[Start of section]
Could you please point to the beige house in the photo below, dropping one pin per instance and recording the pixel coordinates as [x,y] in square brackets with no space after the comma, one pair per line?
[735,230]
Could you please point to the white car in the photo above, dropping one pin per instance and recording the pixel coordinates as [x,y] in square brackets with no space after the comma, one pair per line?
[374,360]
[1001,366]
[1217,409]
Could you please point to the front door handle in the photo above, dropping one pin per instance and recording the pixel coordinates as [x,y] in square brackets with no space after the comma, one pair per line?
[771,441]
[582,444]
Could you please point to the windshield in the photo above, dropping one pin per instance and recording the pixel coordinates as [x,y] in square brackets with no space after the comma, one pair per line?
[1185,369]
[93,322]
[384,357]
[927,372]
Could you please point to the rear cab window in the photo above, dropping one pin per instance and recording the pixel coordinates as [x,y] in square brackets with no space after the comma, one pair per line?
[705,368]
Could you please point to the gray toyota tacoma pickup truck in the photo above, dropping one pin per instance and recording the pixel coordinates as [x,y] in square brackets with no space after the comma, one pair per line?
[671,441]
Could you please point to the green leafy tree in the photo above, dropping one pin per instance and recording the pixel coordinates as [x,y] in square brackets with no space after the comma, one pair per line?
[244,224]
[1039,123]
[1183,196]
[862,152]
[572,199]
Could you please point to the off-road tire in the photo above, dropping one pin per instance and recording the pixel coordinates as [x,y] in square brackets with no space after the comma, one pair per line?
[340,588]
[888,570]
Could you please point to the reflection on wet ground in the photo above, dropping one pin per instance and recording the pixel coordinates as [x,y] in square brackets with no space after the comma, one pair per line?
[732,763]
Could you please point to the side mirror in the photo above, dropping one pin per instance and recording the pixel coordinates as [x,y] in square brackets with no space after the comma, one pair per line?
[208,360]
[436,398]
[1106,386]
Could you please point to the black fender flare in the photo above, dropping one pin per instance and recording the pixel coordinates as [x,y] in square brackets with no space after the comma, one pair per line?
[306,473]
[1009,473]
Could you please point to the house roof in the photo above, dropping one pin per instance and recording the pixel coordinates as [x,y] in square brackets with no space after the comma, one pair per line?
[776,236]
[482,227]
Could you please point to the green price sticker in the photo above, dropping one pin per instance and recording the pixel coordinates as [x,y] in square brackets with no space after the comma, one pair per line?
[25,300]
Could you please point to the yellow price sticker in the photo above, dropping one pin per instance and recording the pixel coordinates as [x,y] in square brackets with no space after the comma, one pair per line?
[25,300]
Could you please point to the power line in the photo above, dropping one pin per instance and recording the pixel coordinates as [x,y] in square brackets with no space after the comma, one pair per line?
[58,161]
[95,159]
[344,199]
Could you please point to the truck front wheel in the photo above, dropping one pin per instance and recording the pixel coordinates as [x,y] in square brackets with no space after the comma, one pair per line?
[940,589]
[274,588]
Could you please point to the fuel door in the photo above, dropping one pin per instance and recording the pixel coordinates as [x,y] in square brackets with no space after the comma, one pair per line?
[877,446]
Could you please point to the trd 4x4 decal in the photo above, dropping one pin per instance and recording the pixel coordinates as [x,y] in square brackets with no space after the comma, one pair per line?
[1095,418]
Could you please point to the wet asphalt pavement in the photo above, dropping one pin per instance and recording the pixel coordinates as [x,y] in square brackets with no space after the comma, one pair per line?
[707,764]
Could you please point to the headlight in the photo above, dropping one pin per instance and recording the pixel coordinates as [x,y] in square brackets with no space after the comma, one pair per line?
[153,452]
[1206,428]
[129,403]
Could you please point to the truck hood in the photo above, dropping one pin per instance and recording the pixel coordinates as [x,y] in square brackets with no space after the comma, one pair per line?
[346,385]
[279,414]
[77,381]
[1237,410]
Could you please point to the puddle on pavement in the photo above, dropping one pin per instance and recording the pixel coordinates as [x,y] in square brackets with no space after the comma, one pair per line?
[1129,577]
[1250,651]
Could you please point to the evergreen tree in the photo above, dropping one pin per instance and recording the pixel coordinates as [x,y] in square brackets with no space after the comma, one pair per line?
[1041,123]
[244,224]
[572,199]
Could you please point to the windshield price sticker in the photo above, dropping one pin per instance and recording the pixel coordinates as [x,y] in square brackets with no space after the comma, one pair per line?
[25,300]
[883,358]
[End of section]
■ **DESCRIPTION OF THE TASK**: Each record is to be reproduced exactly as it appears.

■ **ANSWER SECTION**:
Could you please point to the beige house in the photo below, dropping one pin per instance and recording the pixel coordinates as [x,y] in square brackets with no space after the comma, one pair per line?
[735,230]
Could you please point to the white car in the photo above, dropping one pin per instance and recording the pixel coordinates as [x,y] in square brackets with no space after the comma, one pair per line?
[374,360]
[1001,366]
[1217,409]
Could you please point to the front door handle in the photo above, dropping one pin per instance and recording the pixel coordinates as [x,y] in square brackets with no space after the comma, one pair per line?
[771,441]
[582,444]
Could you please point to the windshield in the photo above, dropping one pin per instance and recording the pixel coordinates as [x,y] in square brackets with no space after the comma, one pair per line?
[1185,369]
[93,322]
[384,357]
[927,372]
Could you please point to the rear cab window in the photo above, dropping one pin per instance and recording the pixel coordinates as [x,y] in square brackets with no space after the comma, one pair per line?
[705,368]
Could you please point to the gray toyota tacoma pickup truck in the photo above, dropping one pin per instance and recording the pixel coordinates as [x,y] in square brackets with no space after the comma, one pair per line?
[671,441]
Could you please point to the green leafy tree in the photo above, dropping one pin per instance and recording the pixel coordinates as [x,y] in square brackets with no space after the comma, one pair per line?
[244,224]
[1039,123]
[1183,196]
[862,152]
[572,199]
Could you please point to the off-road tire in the photo above, dropping one pin per instance and recording the pixel coordinates as [x,y] in square brackets with no space after the comma, one pair per line?
[340,588]
[888,570]
Could you please point to the reflection on wet ground in the photo above, dropping one pin per instance and recording the pixel coordinates as [x,y] in square brackets with no space after the comma, one pair per line?
[732,763]
Could you please point to the side mirror in the photo above, dropping one pin per instance and recording the pixel coordinates as [x,y] in square brackets with no space after the comma, one pair per line?
[208,360]
[436,398]
[1106,386]
Could you please point to the black fender flare in the photo above, dropping one pin per instance and recording the pixel coordinates as [x,y] in square brackets with no space after the comma, one pair per line?
[306,473]
[1009,473]
Could you please point to the house roof in the photo above, dropping one pin per instance and recording the pixel coordinates as [x,y] in square brackets with no space after the comma, one pair per line?
[776,236]
[482,227]
Could you please point to the green price sticker in the photo above, dropping one pin per instance and recording the pixel coordinates as [x,y] in square brackets with no space after the comma, one pair per line?
[25,300]
Could you please point to the yellow price sticker in the photo above, dropping one pin per instance and recording the pixel coordinates as [x,y] in square brackets with no space after the comma, one pair per line?
[25,300]
Could you please point to the power line in the photo above, dropping one pin per instance and recording the pixel coordinates as [x,y] in square brackets with no space after the comma, one pair per line?
[58,161]
[95,159]
[344,199]
Could you please point to the truck front wheel in the photo above, dropping one pin per instance and recording the pixel coordinates as [x,y] in square brackets with no space after the comma, one pair per line?
[940,589]
[274,588]
Could you please point to the fuel door in the photo above, dropping one pin per instance and recording the pixel coordinates as [x,y] in square brackets with no space after the comma, one pair per line?
[877,446]
Could you please point to the trd 4x4 decal in the photo above, dropping one pin per instance and recording the pixel coordinates as [x,y] in square brackets with no space after the comma, one pair per line?
[1095,418]
Could you please point to the wet asphalt pavement in the photo above, dropping one pin per instance and recording the pixel coordinates as [x,y] in square brackets with no space after the comma, one pair per line?
[707,764]
Could you please point to the headlight in the photo above, dropping one pin per instance and recording the pixel coordinates as [x,y] in square brackets with no space after the comma, one pair per line?
[153,452]
[1206,428]
[129,403]
Could you please point to the truck hood in the photo above, dropping one pin per instance and recording the pixel coordinates as [x,y] in square brackets with no space after the comma, one pair per line?
[346,385]
[279,414]
[77,381]
[1237,410]
Could you please point to the puddle on pavement in the photo above, dropping one pin per instance and recording the pixel coordinates as [x,y] in square brackets with no space after the comma, one pair per line?
[1129,577]
[1250,651]
Could you please point to the evergreen tree in the photo above, dropping one pin per instance and recording the pixel coordinates as [x,y] in square brackets with no space after the comma, one pair per line?
[1041,123]
[244,224]
[572,199]
Could you please point to the windshield price sticker in the photo above, dropping one pin per instance and recording the pixel coordinates as [x,y] in square brackets with no space after the comma, one pair per line?
[25,300]
[883,358]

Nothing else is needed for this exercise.